Given instruction
List each line in the data below that contains the word "white".

======== Supplied records ========

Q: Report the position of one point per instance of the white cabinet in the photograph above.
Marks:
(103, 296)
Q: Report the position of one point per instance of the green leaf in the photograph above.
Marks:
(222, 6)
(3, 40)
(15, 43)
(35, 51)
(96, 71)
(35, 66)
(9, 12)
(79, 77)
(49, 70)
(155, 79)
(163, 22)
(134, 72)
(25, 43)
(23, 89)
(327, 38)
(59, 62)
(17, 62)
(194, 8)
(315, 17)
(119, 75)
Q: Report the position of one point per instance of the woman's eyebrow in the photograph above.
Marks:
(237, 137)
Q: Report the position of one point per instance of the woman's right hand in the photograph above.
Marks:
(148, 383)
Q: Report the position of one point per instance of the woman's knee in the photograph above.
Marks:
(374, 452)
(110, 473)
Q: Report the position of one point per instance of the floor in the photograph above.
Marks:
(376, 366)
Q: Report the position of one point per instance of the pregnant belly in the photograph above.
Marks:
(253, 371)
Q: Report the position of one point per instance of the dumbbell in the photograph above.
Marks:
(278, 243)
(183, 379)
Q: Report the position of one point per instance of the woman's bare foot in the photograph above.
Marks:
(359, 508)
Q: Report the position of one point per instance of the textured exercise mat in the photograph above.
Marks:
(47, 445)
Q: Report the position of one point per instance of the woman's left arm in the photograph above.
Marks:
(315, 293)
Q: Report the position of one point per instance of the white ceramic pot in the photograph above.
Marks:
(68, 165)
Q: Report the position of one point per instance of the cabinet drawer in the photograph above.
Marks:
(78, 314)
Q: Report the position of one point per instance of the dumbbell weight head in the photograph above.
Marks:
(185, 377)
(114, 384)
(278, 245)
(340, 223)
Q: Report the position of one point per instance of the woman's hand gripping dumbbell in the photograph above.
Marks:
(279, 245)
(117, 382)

========
======== Supplied records ========

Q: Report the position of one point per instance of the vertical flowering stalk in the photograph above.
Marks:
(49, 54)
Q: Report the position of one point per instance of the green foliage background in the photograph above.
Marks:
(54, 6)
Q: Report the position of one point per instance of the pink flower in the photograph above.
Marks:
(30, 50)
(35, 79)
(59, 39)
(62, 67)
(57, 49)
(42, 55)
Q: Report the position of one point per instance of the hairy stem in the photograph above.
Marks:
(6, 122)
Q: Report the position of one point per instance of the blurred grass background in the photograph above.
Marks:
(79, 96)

========
======== Supplied records ========

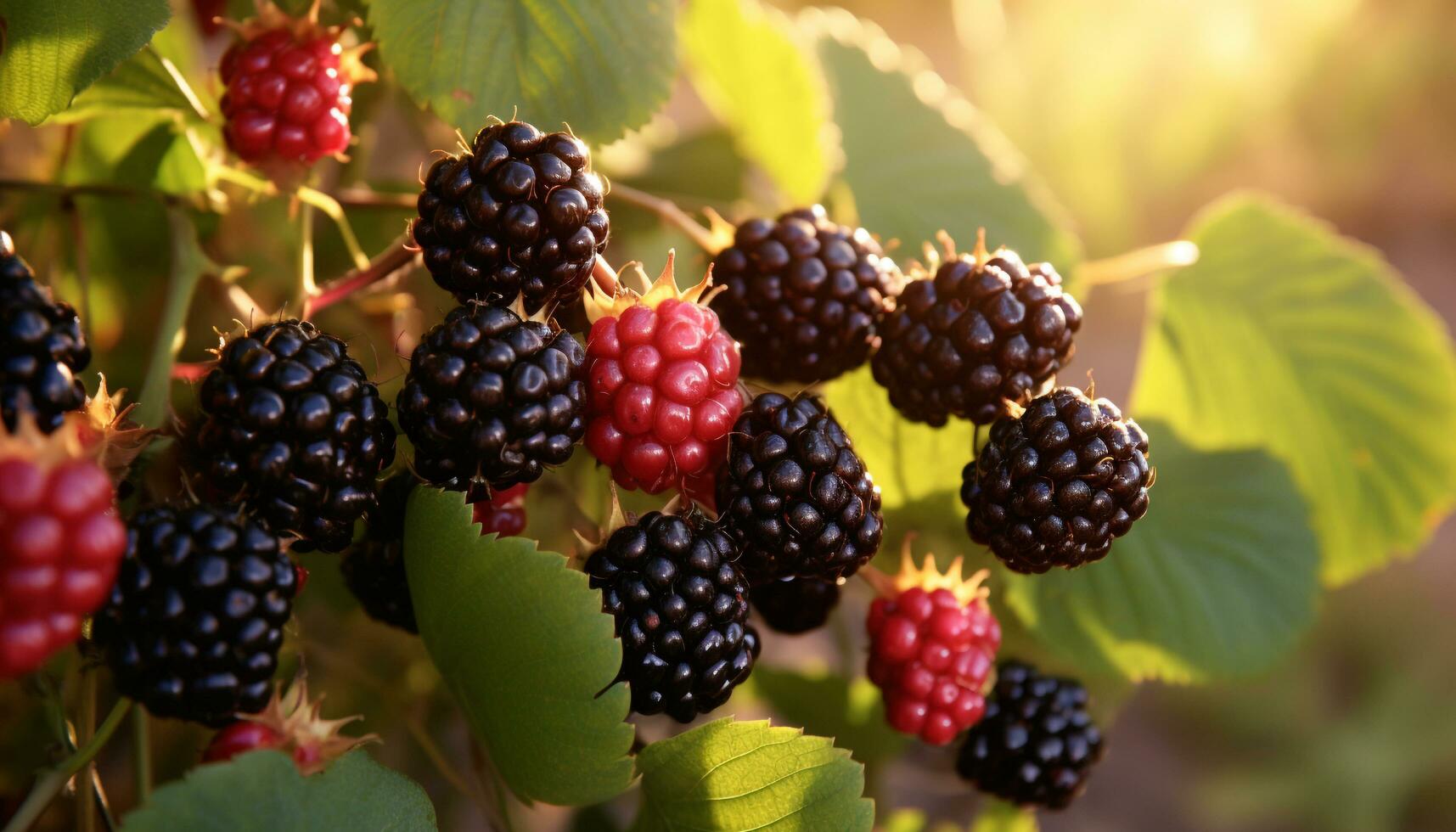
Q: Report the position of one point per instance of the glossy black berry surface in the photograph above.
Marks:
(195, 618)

========

Exercise solution
Q: Report the position of one point per instance of the white cabinet in the photograph above.
Q: Report the position of one point per instance of the white ceramic pot in the photograph above.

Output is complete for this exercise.